What is being asked: Leave every picture out and write out the records below exactly.

Data records:
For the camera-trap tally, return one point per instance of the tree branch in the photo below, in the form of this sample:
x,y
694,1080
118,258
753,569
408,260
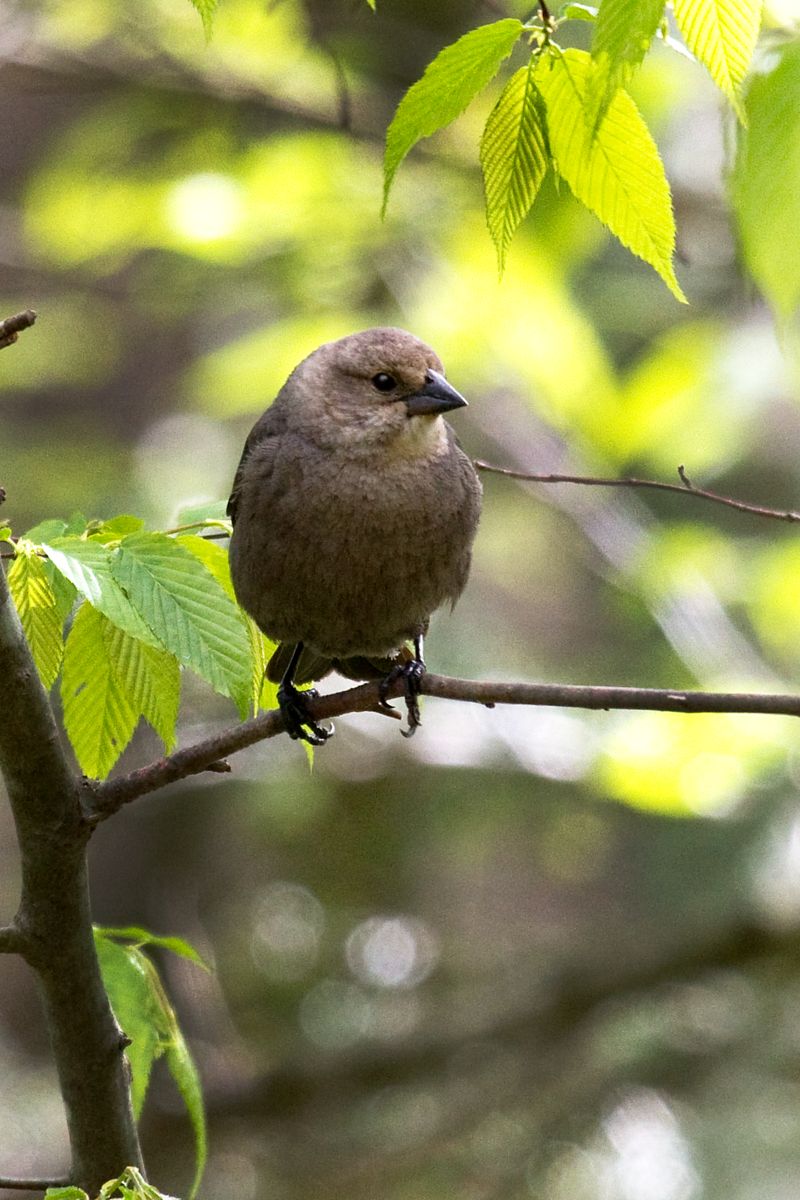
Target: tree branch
x,y
14,1185
12,327
54,918
102,799
684,489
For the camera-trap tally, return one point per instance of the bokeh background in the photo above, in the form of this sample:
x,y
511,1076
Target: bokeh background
x,y
531,953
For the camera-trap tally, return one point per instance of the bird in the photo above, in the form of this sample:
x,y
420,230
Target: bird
x,y
354,511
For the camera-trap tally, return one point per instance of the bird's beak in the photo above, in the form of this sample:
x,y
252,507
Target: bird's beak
x,y
434,396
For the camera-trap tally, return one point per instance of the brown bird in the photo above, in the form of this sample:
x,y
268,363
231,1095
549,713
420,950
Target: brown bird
x,y
354,514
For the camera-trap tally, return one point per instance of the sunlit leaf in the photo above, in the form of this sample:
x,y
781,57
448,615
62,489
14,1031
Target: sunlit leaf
x,y
513,157
98,715
88,565
621,39
449,84
115,528
38,611
150,678
206,10
137,1008
187,1079
722,34
617,174
188,610
140,936
765,183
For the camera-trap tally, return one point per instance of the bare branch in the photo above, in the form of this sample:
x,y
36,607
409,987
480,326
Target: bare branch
x,y
12,940
103,799
12,327
684,489
13,1185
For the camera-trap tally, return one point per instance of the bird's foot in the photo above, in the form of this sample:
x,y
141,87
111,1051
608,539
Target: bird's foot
x,y
299,723
411,675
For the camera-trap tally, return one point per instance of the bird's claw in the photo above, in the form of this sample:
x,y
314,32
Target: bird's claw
x,y
411,675
300,724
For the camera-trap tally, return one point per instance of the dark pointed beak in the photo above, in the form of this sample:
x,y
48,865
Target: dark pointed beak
x,y
434,396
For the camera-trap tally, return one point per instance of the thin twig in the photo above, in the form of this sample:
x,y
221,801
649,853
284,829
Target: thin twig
x,y
13,1185
684,489
102,799
12,327
12,941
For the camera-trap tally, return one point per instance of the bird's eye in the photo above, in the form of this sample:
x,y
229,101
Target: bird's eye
x,y
384,382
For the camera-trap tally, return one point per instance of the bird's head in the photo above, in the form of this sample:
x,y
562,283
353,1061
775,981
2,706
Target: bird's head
x,y
379,388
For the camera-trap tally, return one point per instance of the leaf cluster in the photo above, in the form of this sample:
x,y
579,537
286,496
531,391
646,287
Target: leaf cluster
x,y
118,611
567,111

Reply to the task:
For the camera-trap tally, return one point per instance of the tree branch in the photo below, in the form of this sample:
x,y
694,1080
118,258
753,569
408,260
Target: tree branch
x,y
14,1185
12,327
54,918
102,799
684,489
For the camera-trap tally, return one point per instance of the bokeh background in the photo above, in the form of this sample:
x,y
511,1076
Target: bokeh background
x,y
531,953
For the camera-trap tally, return one point per instance of the bird in the photo above, in the form of this sample:
x,y
420,230
Target: bird
x,y
354,511
For the camera-trap tally, return one point per instance of the bird's beak in the photo above, in the form of this sample:
x,y
252,507
Target: bird's beak
x,y
434,396
For the camera-trap tally, return one point per instance of the brown bird in the photo above, in the form of this sample:
x,y
268,363
231,1095
549,713
420,950
Target: brown bird
x,y
354,514
For the camera-trap tally, return one point per instance of the sunlit leaf in the photo above, in the form of this sample:
x,y
781,57
448,615
62,489
14,1031
Target: sunlit leaf
x,y
513,157
98,715
88,565
621,39
449,84
115,528
38,611
150,678
206,10
137,1008
187,1079
722,34
617,174
188,610
140,936
765,183
For the camera-trap tally, return one point per instance of the bare branch in the photo above, in the form of this sample:
x,y
36,607
409,987
480,326
Target: bare branch
x,y
12,940
103,799
12,327
684,489
13,1185
For the camera-trap tally, return one point per instance of the bird's foot in the photo above, in the form of this sample:
x,y
141,87
111,1051
608,539
Target: bird's foot
x,y
299,723
411,675
For the camera-trap tally, return one point per instance of the bird's claw in the photo above, in the form of this sample:
x,y
314,32
Target: bird's claw
x,y
411,675
300,724
For the camera-trap tally, return one point per instance of the dark pointed beak in the photo above, in the form of this sample:
x,y
48,865
Target: dark pointed beak
x,y
434,396
For the camera-trap tally, return one point per instance of the thin twig in the photo above, in the form of this sample:
x,y
221,801
649,853
284,829
Target: thin twig
x,y
13,1185
684,489
102,799
12,327
12,941
For the camera-trap tally, return one point per instance of the bird's eye in the photo above, in the form of this sample:
x,y
229,101
Target: bird's eye
x,y
384,382
For the camera-trap tally, return one point per instance of the bird's head in the photo above, in the form of this sample:
x,y
562,283
353,1061
775,981
2,706
Target: bird's head
x,y
379,388
For the camera-trap tally, return one point per instance of the leaf cluster in the photo above, in the form of this sample:
x,y
579,537
286,496
531,391
646,287
Target: leaf cluster
x,y
118,611
567,111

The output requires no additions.